(TASKS TO COMPLETE)
A: According to the source text, which two primary components of the BLEU score do many online resources address?
B: Rewrite the source text starting at the words "This article endeavors" and stopping after "and Brevity Penalty.", changing "thorough" to "complete".

(SOURCE TEXT)
Intuition Behind BLEU Score

1. Introduction

In this article, I aim to elucidate the underlying intuition behind the BLEU score. While numerous online resources touch upon its primary components—precision and brevity penalty—few delve into the rationale behind its formula, particularly the incorporation of exponential and logarithmic functions. Although the original paper on BLEU discusses aspects like the geometric mean, it falls short of offering a comprehensive explanation.

This article endeavors to provide a thorough understanding of the BLEU score and its formulaic underpinnings. For readers seeking clarification specifically on the logarithmic aspects of both weighted precision and brevity penalty, they can directly navigate to the sections on Weighted Precision and Brevity Penalty.

2. Define the Problem

Before delving into the BLEU score, let's revisit the problem at hand. Translation quality is inherently subjective and challenging to quantify due to the inherent ambiguity of language. Directly comparing two machine translation results is practically impossible without human involvement. Therefore, we need to devise an effective method to assess translation quality. One promising approach is to compare the similarity between each machine translation and its corresponding human counterpart. By considering human translations as the gold standard, we can determine which machine translation performs better based on their similarity scores. Higher similarity scores indicate better translation quality.

3. Precision

One simplistic method for evaluating translation quality is precision, defined as the ratio of the number of words in the machine translation that appear in the human translation to the total number of words in the machine translation. This ratio offers insight into the accuracy of the machine-translated words.

Formally, given a machine translation token list $TL_{pred}$ and a human translation token list $TL_{ref}$ $$ TL_{pred} = [t^{1}_{pred}, t^{2}_{pred}, \cdots, t^{n}_{pred}]$$ $$ TL_{ref} = [t^{1}_{ref}, t^{2}_{ref}, \cdots, t^{m}_{ref}]$$ where $t^{i}_{pred}$ and $t^{i}_{ref}$ are the $i$-th token in the machine translation and the human translation, respectively.

The precision is then calculated as: $$ P= \frac{\sum_{i=0}^{n}{Occurrences(TL_{ref},t^{i}_{pred})}}{ Len(TL_{pred})}$$ Here, $Occurrences(TL_{ref},t^{i}_{pred})$ indicates whether the word $t^{i}_{pred}$ appears in the human translation $TL_{ref}$, If yes, $Occurrences(TL_{ref},t^{i}_{pred})=1$, otherwise $Occurrences(TL_{ref},t^{i}_{pred})=0$. $Len(TL_{pred})$ denotes the total number of words in the machine translation $TL_{pred}$.

(RECORDED DATA)
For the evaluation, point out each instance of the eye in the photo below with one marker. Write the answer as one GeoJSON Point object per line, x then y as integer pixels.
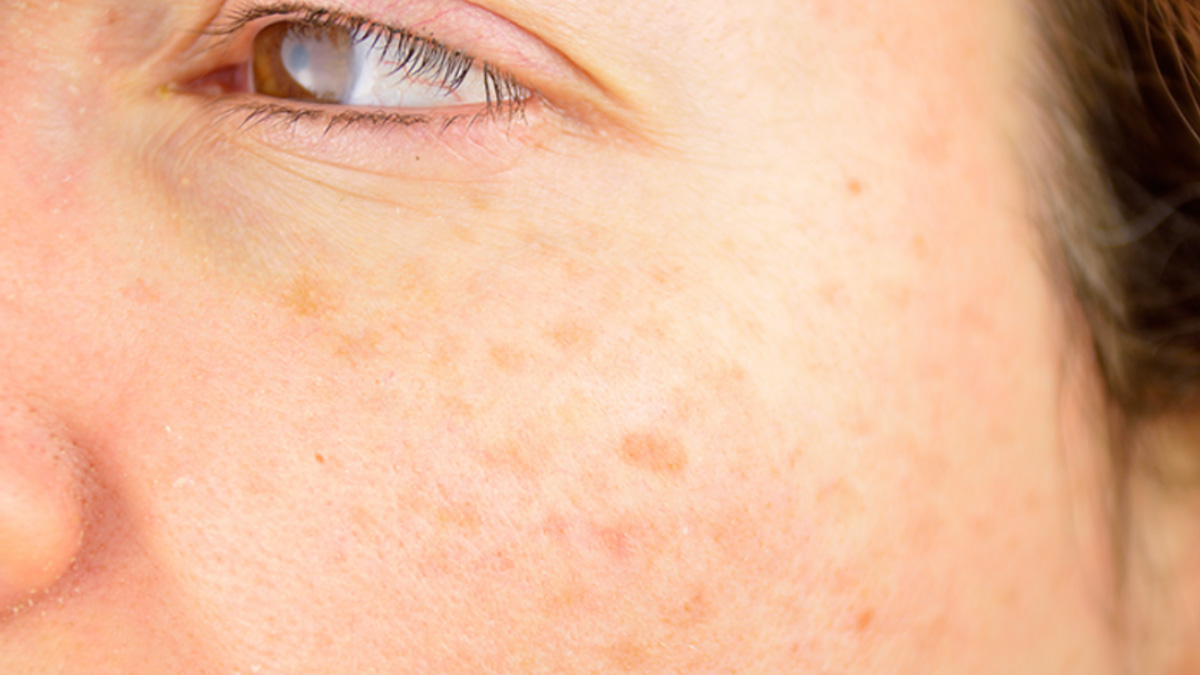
{"type": "Point", "coordinates": [367, 66]}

(FULL ANSWERS)
A: Precision and brevity penalty.

B:
This article endeavors to provide a complete understanding of the BLEU score and its formulaic underpinnings. For readers seeking clarification specifically on the logarithmic aspects of both weighted precision and brevity penalty, they can directly navigate to the sections on Weighted Precision and Brevity Penalty.